**Exercise instructions**: Reproduce the records below in full and word for word, excluding pictures.
--- --- ---
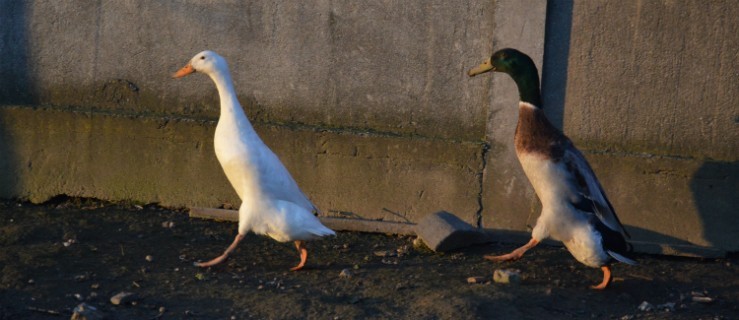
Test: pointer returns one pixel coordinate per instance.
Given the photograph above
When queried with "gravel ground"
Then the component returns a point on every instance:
(67, 252)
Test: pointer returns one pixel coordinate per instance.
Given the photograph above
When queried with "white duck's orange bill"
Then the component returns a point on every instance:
(188, 69)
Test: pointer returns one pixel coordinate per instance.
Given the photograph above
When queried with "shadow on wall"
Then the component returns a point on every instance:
(715, 188)
(15, 85)
(556, 53)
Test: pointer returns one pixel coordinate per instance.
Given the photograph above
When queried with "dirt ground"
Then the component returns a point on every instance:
(58, 255)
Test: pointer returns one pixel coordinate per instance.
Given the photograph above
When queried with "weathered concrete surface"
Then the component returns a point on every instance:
(648, 91)
(171, 161)
(367, 104)
(389, 66)
(369, 107)
(508, 196)
(652, 97)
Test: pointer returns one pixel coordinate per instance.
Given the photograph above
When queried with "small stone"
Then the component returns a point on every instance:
(346, 273)
(667, 307)
(385, 253)
(507, 276)
(645, 306)
(418, 244)
(472, 280)
(85, 311)
(122, 298)
(700, 297)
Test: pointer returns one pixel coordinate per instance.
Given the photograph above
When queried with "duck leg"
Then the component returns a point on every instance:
(222, 257)
(300, 245)
(515, 254)
(607, 277)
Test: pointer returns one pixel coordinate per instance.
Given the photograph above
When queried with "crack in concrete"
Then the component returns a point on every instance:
(481, 183)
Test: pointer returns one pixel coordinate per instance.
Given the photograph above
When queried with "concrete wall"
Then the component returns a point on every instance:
(368, 105)
(650, 92)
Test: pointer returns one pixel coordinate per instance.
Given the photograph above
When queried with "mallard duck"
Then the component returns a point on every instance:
(272, 202)
(575, 209)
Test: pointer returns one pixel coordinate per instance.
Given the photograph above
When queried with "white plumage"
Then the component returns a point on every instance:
(272, 202)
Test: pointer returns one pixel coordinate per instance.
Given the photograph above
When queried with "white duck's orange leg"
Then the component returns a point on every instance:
(222, 257)
(607, 277)
(300, 245)
(515, 254)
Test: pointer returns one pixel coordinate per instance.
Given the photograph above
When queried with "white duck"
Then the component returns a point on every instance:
(272, 203)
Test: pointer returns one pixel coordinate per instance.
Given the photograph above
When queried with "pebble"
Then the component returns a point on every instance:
(385, 253)
(700, 297)
(419, 244)
(122, 298)
(346, 273)
(472, 280)
(667, 307)
(645, 306)
(85, 311)
(507, 276)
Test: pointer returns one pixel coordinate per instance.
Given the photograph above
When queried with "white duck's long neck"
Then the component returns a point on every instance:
(230, 107)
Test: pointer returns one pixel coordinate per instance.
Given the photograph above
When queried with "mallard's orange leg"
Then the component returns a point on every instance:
(222, 257)
(607, 277)
(515, 254)
(300, 245)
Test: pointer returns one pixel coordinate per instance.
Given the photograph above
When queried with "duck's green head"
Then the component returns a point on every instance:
(510, 61)
(520, 67)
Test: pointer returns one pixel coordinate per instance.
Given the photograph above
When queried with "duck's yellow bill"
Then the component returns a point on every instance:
(484, 67)
(188, 69)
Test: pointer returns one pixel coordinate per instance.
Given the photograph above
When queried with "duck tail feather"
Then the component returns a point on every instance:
(621, 258)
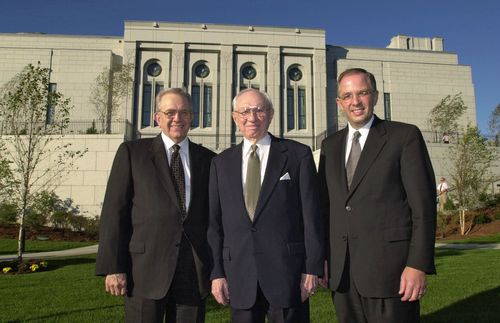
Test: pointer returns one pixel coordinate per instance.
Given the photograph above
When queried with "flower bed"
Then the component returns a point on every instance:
--- --- ---
**The result**:
Test: pointer returns one pixel coordinate per instance.
Given the photograph above
When queried with "gravel ground"
Then the component returns a point on every instance:
(67, 252)
Test: pointer returns one pixel coordinate per instance.
Given the photograph above
When queried with "white duck's orange bill"
Then the component returns a point on every instance:
(188, 69)
Test: pointer returns one pixel coordinate per instance.
Given the photograph above
When queried with "shadow on wall"
Then the component returns a point on every instance:
(715, 188)
(15, 85)
(556, 53)
Test: pointer returns one pixel coordinate per instance.
Given the photograph above
When queried with "dirt ground"
Then the component returns a point on every instance:
(58, 255)
Test: pointer returns one pixel coordinate per instance.
Given the photograph above
When queried with "weathered concrete surface"
Then the component returns a point on every instance:
(648, 91)
(171, 161)
(367, 104)
(389, 66)
(369, 107)
(508, 196)
(652, 97)
Test: pointer returns one pixel coordinate per instance.
Given the photograph above
When queried with "small stone"
Then the component returns a point on every instance:
(346, 273)
(667, 307)
(385, 253)
(507, 276)
(645, 306)
(418, 244)
(472, 280)
(85, 311)
(122, 298)
(700, 297)
Test: pointer returns one pixel coordinate per instance.
Given the photograph above
When queried with "duck leg"
Then the component returns a point on every instance:
(222, 257)
(300, 245)
(515, 254)
(607, 277)
Test: pointer returns one pixel coordinate per instance.
Given the photograph above
When queried with "crack in concrete"
Then the component returns a point on every instance:
(481, 183)
Test: pointer returns one pixel coordinate per instance.
Given the photograph above
When queried with "concrete wall"
Then the component returns a point on every instance:
(368, 105)
(650, 92)
Test: pointer returns one pixel coordinate per instance.
Given the photograph above
When queried with "mallard duck"
Then the component returns a point on every instance:
(272, 202)
(575, 209)
Test: pointer returns one pixel coordinate per instance.
Given the photograph above
When queried with "white plumage"
Then the component returns a point on every instance:
(272, 202)
Test: pointer returns one pixel coordinate per instance.
Given the photograph above
When queried with "white duck's orange leg"
Then the component returns a point on every instance:
(222, 257)
(607, 277)
(300, 245)
(515, 254)
Test: pointer returns one pixel coordinate per instance.
Given the photograph above
When queried with "white duck"
Then the component returns a point on every instance:
(272, 203)
Test: pointer returns one pixel coordinate per instance.
Given the photograph above
When queried with "pebble"
Then the component returns a point on every instance:
(385, 253)
(700, 297)
(419, 244)
(122, 298)
(346, 273)
(472, 280)
(667, 307)
(645, 306)
(85, 311)
(507, 276)
Test: pointer returns one pixel coordinate per instance.
Given the photograph above
When queried with "white duck's long neck"
Then the component returns a point on every instance:
(230, 107)
Test: pointer returns one pixel coordinate per instance.
Given the photograph above
When queried with "mallard's orange leg"
Then the component returns a point on every instance:
(222, 257)
(607, 277)
(515, 254)
(300, 245)
Test: pointer returns one pixel coordinate per instance.
Given the photograph above
When queried with "duck's green head"
Then the component returns a point on every instance:
(510, 61)
(520, 67)
Test: pointer returns one pixel coordinate per instance.
Given the photograph above
When queried with "duck's yellow bill"
Then the component returns a point on every instance:
(484, 67)
(188, 69)
Test: pointer returns one pixel coordinate per instance.
Given the photograph above
When queried with "duck tail feather"
Then the component returns a point on every instance:
(621, 258)
Test: pointer returns one pixel coordinate per instance.
Given the photograph above
When queried with "flower bed"
Then the component returns a point on every instance:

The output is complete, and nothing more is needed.